PROBLEM REQUIREMENTS :: Copy out the records in full, word for word, without pictures.

##### DATA TO USE

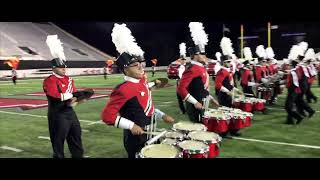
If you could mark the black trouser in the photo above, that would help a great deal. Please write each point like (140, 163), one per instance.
(318, 78)
(276, 90)
(224, 99)
(63, 127)
(301, 104)
(181, 105)
(289, 106)
(247, 90)
(309, 93)
(193, 113)
(133, 143)
(14, 80)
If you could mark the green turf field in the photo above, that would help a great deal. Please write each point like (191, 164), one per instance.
(101, 141)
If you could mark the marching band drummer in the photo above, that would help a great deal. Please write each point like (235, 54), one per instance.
(182, 63)
(247, 79)
(194, 84)
(293, 91)
(130, 106)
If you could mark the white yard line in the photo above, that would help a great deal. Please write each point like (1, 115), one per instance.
(280, 143)
(11, 148)
(24, 114)
(280, 109)
(44, 137)
(97, 122)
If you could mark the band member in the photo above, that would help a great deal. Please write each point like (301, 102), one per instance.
(247, 80)
(182, 63)
(247, 76)
(14, 76)
(62, 94)
(194, 84)
(293, 91)
(130, 106)
(309, 59)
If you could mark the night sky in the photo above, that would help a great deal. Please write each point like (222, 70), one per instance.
(161, 40)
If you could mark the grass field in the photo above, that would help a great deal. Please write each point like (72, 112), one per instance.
(20, 130)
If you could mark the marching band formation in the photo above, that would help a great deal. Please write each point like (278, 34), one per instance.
(242, 87)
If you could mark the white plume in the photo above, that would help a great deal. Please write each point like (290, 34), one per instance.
(247, 53)
(198, 34)
(270, 53)
(183, 49)
(55, 46)
(261, 52)
(226, 46)
(124, 41)
(304, 46)
(310, 54)
(295, 51)
(218, 56)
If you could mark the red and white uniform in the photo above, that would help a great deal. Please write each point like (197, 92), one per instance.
(224, 80)
(60, 87)
(293, 81)
(194, 84)
(130, 103)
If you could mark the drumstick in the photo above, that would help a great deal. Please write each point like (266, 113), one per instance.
(151, 133)
(154, 139)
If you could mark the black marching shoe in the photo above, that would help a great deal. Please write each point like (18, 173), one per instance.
(299, 121)
(235, 134)
(312, 113)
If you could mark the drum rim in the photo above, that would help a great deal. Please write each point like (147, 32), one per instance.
(213, 141)
(204, 128)
(197, 151)
(179, 154)
(176, 138)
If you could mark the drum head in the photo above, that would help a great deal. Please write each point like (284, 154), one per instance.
(169, 141)
(204, 136)
(193, 147)
(188, 126)
(160, 151)
(174, 135)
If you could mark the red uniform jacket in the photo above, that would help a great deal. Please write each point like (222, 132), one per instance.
(194, 82)
(293, 82)
(55, 85)
(131, 100)
(246, 77)
(58, 90)
(224, 78)
(259, 73)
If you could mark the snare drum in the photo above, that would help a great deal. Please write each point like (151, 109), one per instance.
(237, 121)
(216, 121)
(186, 127)
(247, 105)
(160, 151)
(194, 149)
(259, 104)
(170, 141)
(174, 135)
(237, 103)
(248, 119)
(210, 138)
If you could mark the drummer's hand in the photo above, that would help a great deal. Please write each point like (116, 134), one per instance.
(167, 119)
(229, 93)
(157, 82)
(137, 130)
(198, 106)
(215, 103)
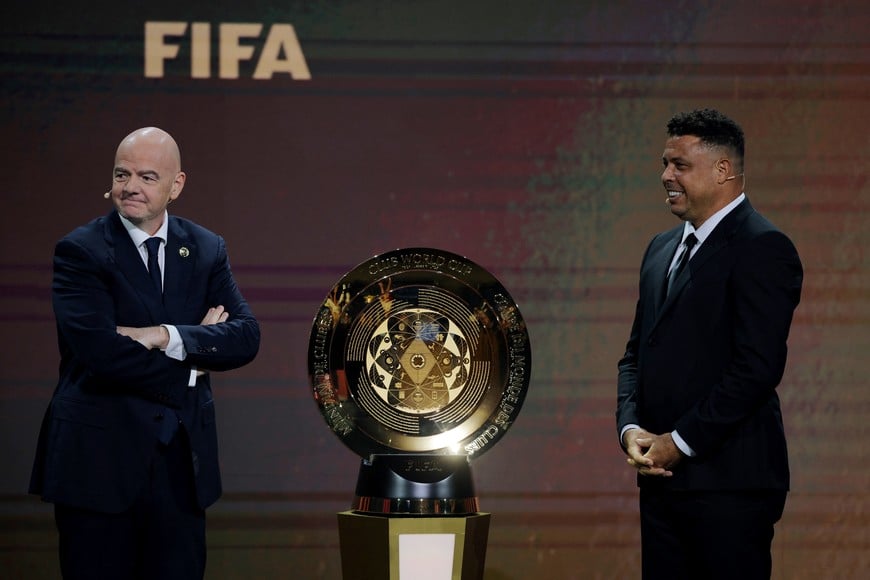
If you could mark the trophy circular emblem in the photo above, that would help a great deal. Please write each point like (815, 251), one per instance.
(419, 351)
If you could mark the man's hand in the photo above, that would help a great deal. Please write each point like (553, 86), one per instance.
(148, 336)
(651, 454)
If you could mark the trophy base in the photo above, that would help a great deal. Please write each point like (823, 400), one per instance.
(403, 548)
(419, 485)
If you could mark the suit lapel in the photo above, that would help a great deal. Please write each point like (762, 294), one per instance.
(129, 262)
(717, 240)
(661, 260)
(181, 257)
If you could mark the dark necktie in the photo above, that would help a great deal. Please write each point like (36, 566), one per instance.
(690, 242)
(153, 245)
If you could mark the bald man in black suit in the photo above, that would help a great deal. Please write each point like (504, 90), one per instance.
(697, 409)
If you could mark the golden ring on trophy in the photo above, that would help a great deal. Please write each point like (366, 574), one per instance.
(419, 350)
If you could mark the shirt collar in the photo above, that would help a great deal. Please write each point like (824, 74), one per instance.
(708, 226)
(139, 236)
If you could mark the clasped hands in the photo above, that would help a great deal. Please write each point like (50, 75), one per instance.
(158, 337)
(651, 454)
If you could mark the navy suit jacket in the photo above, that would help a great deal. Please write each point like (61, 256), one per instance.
(113, 395)
(707, 360)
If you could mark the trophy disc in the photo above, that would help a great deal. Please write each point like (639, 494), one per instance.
(419, 351)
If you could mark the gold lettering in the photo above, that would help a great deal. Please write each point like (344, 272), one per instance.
(231, 51)
(282, 37)
(156, 48)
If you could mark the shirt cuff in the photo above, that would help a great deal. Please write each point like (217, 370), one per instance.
(175, 348)
(628, 427)
(682, 445)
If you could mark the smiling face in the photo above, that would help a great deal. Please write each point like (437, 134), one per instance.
(697, 177)
(147, 177)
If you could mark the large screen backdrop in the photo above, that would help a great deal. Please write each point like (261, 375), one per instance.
(526, 136)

##########

RESULT FOR THIS TASK ::
If you could mark the black trouser in the photo above, that would help a great deal. Please write each point like (140, 163), one per instance.
(318, 78)
(276, 90)
(224, 99)
(63, 127)
(301, 104)
(181, 105)
(289, 106)
(247, 90)
(309, 93)
(193, 113)
(133, 143)
(14, 80)
If you could mark the green turf field in the photo above, that would help a great deal. Please write each point like (191, 164), one per instance.
(101, 141)
If you could mark the marching band drummer in the photo above, that would help a great deal. Please write each point like (235, 54), one per instance.
(182, 63)
(247, 79)
(194, 84)
(293, 91)
(130, 106)
If you could mark the white yard line in the photo above, that would help a great deal. Please write each point like (1, 115), one per instance.
(280, 143)
(11, 148)
(24, 114)
(280, 109)
(44, 137)
(97, 122)
If you could mark the band member in the photo above, that would help a great deal. Please write each point like (301, 102), one per instance.
(247, 80)
(182, 63)
(247, 76)
(14, 76)
(62, 94)
(194, 84)
(293, 91)
(130, 106)
(309, 59)
If you could mark the night sky in the photo above, that would help a great deal. Please write each point like (222, 70), one per instance.
(161, 40)
If you could mark the grass field in the photo above, that would help a great deal. Please write each point like (72, 112), one per instance.
(20, 130)
If you could mark the marching band formation in the photo above, that would help a great deal. Please write each point like (278, 34), one per instance.
(242, 87)
If you could mark the white plume in the photo above, that would help a great deal. Please write each point like (290, 34), one per instance.
(247, 53)
(198, 34)
(270, 53)
(183, 49)
(55, 46)
(261, 52)
(226, 46)
(124, 41)
(304, 46)
(310, 54)
(295, 51)
(218, 56)
If you could mark the red and white uniform in the photo above, that would help a great deal. Please write each point like (197, 92), one per instance.
(224, 80)
(60, 87)
(293, 81)
(194, 84)
(130, 103)
If you could mark the drumstick in the photo above, that would help a great deal. Please write each point like (266, 113), one per instance.
(151, 133)
(154, 139)
If you could mark the black marching shoe in the photo above, that would help a great deal. Please write each point like (18, 173), one per instance.
(299, 121)
(235, 134)
(312, 113)
If you could mark the drum rim in the photo above, that would help a great deal. Please write each point like (147, 32), one per instance.
(213, 141)
(204, 128)
(197, 151)
(179, 154)
(176, 138)
If you could mark the drum head in the photo above, that would help a great deal. Please write each point like (284, 154), one per instance.
(169, 141)
(204, 136)
(193, 147)
(188, 126)
(160, 151)
(174, 135)
If you could mark the red uniform jacket in the photo above, that would help a great deal. Please write each point like (222, 132), one per instance.
(194, 82)
(293, 82)
(55, 85)
(131, 100)
(246, 77)
(58, 90)
(224, 78)
(259, 73)
If you could mark the snare drum in the photo above, that would help a great deal. Please write each point like (151, 109), one per instance.
(237, 121)
(216, 121)
(186, 127)
(247, 105)
(160, 151)
(194, 149)
(259, 104)
(170, 141)
(174, 135)
(237, 103)
(248, 119)
(210, 138)
If you could mark the drummer's hand in the photo above, that would help a great deal. Please write each point like (116, 134), one per instance.
(167, 119)
(229, 93)
(157, 82)
(137, 130)
(198, 106)
(215, 103)
If you could mark the trophy circular emblem in the photo above, that would help a great deal. Please write each point like (815, 251), one per instance.
(419, 351)
If you could mark the man's hand in the photo above, that would help a great deal. Please write each point like (553, 86), one per instance.
(148, 336)
(651, 454)
If you could mark the trophy base in the photo above, that would help a great deal. Please write each point like (823, 400), one per instance.
(403, 548)
(419, 485)
If you could mark the suit lapel in the photo above, that would help a great deal. Please write each point like (762, 294), one per instance.
(129, 262)
(717, 240)
(661, 260)
(181, 257)
If you could mark the dark necktie in the photo above, that would help a great deal. Please write each point like (36, 566), one per instance.
(690, 242)
(153, 245)
If you could mark the bald man in black suit in the photo above, that would help a great deal. Please write each point like (504, 90), one per instance.
(697, 409)
If you could mark the golden ring on trophy in the photo above, that would help a great deal. Please write each point like (366, 574), one per instance.
(419, 350)
If you could mark the shirt collar in the photo above, that would help a great deal. Please write each point like (824, 74), one per instance.
(708, 226)
(139, 236)
If you could mark the clasped hands in the photo above, that would help a great deal. Please write each point like (50, 75), one per instance.
(158, 337)
(651, 454)
If you could mark the navy suit jacket in the photo above, that would help a great deal. Please write each point like (61, 256), one per instance.
(113, 395)
(707, 360)
If you could mark the trophy disc in the photo above, that would help a great deal. Please write each point like (639, 494), one per instance.
(419, 351)
If you could mark the gold lettering in the photo above, that would help a great deal. Please write each point like (344, 272), one per instance.
(231, 51)
(282, 37)
(156, 48)
If you could mark the shirt cuff in the photo above, that would help a great deal. Please write each point like (217, 370), one per instance.
(175, 348)
(628, 427)
(682, 445)
If you could mark the smiling face in the photo above, that would help a great deal. Please write each point like (437, 134), one per instance.
(697, 177)
(147, 177)
If you could mark the large screen backdrop in the photo above, that would help a great deal. Please write each point like (261, 375), one per instance.
(526, 136)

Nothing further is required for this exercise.